Dataset items:
****

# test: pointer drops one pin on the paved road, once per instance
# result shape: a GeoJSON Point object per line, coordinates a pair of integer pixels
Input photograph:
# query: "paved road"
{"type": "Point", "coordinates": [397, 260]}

****

> _To do_
Rewrite the rows above, changing "paved road" to "asphalt road" everywhere it occurs and leaving everything else as it is.

> _Solution to this exercise_
# test: pointer drops one pin on the asphalt road, once per instance
# result shape: a GeoJSON Point object per line, coordinates a pair of integer pixels
Input photograph:
# query: "asphalt road"
{"type": "Point", "coordinates": [397, 260]}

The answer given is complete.